[Pointing entries for labeled objects]

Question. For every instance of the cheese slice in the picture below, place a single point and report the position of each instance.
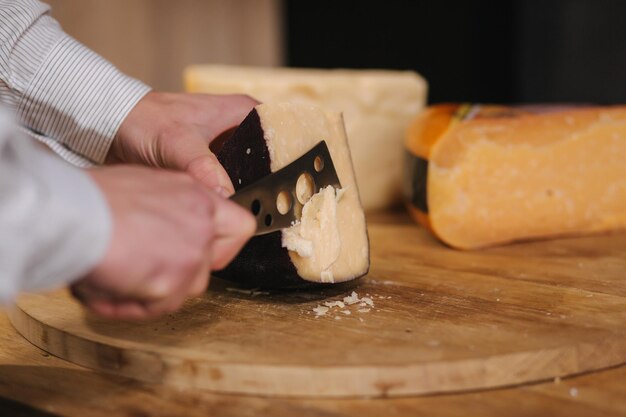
(499, 174)
(377, 106)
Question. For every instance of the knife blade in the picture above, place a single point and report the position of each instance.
(276, 200)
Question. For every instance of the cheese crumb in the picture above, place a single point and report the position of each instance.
(334, 304)
(320, 310)
(327, 276)
(352, 298)
(368, 301)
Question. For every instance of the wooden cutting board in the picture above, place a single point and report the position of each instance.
(442, 321)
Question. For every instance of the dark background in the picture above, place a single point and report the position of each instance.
(475, 50)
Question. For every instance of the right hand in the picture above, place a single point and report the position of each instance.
(169, 232)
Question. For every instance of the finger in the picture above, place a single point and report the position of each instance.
(200, 283)
(222, 112)
(194, 157)
(234, 226)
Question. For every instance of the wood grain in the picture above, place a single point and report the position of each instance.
(33, 377)
(443, 321)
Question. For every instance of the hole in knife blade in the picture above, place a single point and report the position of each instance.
(318, 163)
(256, 207)
(284, 202)
(305, 187)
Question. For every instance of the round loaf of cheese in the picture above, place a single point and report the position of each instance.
(329, 243)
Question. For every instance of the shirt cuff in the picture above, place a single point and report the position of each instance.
(77, 98)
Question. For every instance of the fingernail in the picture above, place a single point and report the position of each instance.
(222, 191)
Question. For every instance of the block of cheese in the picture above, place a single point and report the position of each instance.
(329, 243)
(485, 175)
(377, 106)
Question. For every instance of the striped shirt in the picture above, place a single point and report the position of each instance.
(54, 223)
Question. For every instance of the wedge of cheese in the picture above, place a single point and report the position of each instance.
(377, 106)
(329, 243)
(485, 175)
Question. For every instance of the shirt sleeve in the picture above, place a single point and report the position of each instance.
(65, 94)
(55, 223)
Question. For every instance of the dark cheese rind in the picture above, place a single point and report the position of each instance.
(263, 262)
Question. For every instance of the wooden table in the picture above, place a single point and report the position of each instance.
(35, 378)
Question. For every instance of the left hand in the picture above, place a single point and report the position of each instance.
(173, 131)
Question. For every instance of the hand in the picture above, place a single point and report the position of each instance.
(168, 130)
(169, 232)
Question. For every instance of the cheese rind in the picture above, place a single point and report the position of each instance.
(377, 106)
(507, 174)
(329, 243)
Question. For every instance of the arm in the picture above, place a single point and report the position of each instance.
(55, 223)
(137, 241)
(59, 88)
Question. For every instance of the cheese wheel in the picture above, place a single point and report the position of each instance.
(377, 105)
(329, 244)
(479, 176)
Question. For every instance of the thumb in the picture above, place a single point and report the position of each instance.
(194, 157)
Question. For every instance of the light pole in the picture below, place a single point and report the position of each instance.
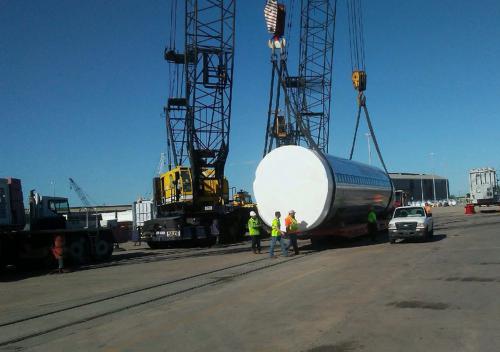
(53, 184)
(422, 187)
(368, 140)
(433, 178)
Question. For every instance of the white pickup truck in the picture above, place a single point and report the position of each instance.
(410, 222)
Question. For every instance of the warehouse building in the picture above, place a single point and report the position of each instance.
(420, 186)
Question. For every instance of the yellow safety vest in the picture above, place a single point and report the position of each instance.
(276, 227)
(293, 227)
(253, 226)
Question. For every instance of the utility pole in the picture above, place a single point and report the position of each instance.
(368, 140)
(422, 187)
(433, 178)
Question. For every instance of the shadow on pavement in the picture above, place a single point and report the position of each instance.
(435, 238)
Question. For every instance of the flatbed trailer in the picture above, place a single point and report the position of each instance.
(20, 247)
(342, 231)
(28, 237)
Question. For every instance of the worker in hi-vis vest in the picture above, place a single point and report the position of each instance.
(276, 236)
(291, 230)
(254, 226)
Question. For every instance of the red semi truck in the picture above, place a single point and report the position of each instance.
(27, 236)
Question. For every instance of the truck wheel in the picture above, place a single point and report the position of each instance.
(103, 248)
(153, 245)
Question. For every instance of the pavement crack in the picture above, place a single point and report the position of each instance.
(419, 305)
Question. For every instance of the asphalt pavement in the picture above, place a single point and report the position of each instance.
(356, 295)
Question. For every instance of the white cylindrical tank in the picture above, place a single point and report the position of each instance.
(321, 189)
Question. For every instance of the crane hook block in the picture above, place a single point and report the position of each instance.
(359, 80)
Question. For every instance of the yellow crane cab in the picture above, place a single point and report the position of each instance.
(176, 186)
(242, 199)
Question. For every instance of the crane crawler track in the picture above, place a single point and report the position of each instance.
(66, 315)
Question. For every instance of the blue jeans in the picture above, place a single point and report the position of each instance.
(284, 250)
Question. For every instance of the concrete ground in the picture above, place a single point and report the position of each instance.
(357, 295)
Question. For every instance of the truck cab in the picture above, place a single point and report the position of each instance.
(410, 222)
(47, 213)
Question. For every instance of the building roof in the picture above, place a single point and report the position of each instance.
(412, 176)
(104, 208)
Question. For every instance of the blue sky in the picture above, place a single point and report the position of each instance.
(83, 84)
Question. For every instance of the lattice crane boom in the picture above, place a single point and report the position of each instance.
(198, 118)
(80, 193)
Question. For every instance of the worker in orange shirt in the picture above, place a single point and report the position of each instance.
(292, 228)
(428, 209)
(58, 251)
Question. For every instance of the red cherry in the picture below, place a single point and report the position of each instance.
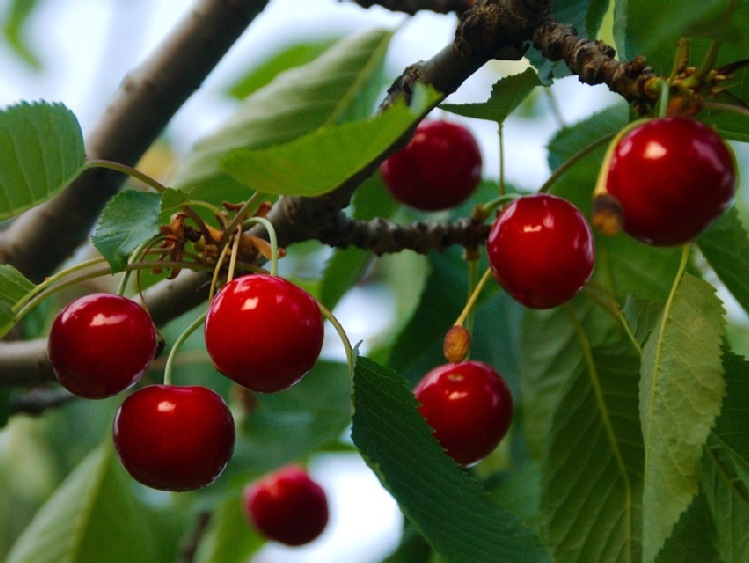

What the task requires » Please return every line of the material above that contains the word "worker", copying each one in full.

Finished exercise »
Question. For every instance of the worker in hi-vis vest in the picture above, place a single point and report the position of each instance.
Question. For every instance of the worker in orange shirt in the picture above, place a single point and report the position of each instance.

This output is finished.